* **Task instructions**
Extract the stretch of the listing below from the line containing "of the wooden" through the line containing "column 646, row 471", with both of those lines included. Reproduce every line word for word.

* **Source material**
■ ■ ■

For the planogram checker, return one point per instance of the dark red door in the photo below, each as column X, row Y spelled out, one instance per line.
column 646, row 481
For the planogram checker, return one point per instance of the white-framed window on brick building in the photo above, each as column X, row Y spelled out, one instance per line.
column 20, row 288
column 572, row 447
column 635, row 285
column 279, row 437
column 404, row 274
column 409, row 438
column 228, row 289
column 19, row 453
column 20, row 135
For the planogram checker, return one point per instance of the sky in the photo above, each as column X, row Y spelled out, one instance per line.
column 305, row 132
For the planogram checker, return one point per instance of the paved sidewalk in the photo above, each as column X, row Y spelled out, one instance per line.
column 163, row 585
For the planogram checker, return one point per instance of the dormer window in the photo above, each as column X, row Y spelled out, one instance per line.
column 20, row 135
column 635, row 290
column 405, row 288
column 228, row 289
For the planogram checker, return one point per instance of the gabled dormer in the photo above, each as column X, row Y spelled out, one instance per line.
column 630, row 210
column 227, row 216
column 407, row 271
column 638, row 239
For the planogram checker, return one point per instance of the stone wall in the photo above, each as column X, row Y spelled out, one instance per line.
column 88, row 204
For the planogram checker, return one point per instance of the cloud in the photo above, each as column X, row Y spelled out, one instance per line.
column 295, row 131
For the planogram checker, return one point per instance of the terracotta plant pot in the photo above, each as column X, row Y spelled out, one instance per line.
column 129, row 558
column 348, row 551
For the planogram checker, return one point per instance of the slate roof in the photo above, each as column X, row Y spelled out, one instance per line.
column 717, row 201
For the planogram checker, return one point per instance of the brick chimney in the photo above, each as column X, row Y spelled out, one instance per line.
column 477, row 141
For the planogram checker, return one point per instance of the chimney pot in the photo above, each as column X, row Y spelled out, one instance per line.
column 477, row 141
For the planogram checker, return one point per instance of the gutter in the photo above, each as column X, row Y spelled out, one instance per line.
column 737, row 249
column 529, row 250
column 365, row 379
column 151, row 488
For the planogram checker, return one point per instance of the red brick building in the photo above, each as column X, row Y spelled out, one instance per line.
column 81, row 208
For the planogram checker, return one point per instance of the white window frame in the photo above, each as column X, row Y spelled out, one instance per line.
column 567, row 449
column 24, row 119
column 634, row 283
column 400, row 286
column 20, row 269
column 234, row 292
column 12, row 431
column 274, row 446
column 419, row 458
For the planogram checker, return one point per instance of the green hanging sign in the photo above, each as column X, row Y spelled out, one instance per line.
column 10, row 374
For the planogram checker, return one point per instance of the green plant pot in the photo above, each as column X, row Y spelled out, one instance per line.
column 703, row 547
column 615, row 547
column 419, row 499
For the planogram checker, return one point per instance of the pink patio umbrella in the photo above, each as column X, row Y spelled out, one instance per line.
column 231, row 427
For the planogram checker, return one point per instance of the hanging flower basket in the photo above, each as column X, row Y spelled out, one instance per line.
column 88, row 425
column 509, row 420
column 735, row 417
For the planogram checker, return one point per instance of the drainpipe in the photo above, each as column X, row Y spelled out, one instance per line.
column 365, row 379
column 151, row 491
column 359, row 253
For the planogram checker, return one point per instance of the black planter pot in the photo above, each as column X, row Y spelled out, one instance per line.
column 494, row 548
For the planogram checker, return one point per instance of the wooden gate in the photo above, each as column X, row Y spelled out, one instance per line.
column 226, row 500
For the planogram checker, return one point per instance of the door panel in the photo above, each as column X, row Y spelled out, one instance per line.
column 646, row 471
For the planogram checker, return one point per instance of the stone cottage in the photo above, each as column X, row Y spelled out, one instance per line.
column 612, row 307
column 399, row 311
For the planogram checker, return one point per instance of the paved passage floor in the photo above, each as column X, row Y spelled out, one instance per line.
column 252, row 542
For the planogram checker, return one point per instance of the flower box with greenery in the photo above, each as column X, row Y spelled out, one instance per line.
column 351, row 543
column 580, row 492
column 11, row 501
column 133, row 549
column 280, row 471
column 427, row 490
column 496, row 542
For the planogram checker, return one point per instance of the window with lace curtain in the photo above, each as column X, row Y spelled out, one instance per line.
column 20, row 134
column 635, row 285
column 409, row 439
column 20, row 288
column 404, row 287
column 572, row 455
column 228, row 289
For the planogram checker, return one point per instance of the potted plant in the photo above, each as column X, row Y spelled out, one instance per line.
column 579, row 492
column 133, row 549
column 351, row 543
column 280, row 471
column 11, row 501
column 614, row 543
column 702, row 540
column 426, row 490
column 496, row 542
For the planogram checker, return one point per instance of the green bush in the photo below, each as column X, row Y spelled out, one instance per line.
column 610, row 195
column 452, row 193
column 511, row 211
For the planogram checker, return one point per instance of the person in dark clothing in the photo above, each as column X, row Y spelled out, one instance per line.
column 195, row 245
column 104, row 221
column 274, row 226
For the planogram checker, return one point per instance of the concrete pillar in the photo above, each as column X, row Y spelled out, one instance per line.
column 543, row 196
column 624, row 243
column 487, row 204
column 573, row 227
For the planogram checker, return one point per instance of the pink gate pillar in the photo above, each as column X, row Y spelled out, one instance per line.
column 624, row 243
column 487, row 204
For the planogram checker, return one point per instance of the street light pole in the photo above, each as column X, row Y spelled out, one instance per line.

■ ■ ■

* **Task answer**
For the planogram checker, return one point per instance of the wooden gate in the photo above, each as column X, row Y spelled out, one instance per line.
column 226, row 500
For the planogram checker, return one point per instance of the door panel in the photo above, each as column X, row Y spelled out, one instance per line.
column 646, row 471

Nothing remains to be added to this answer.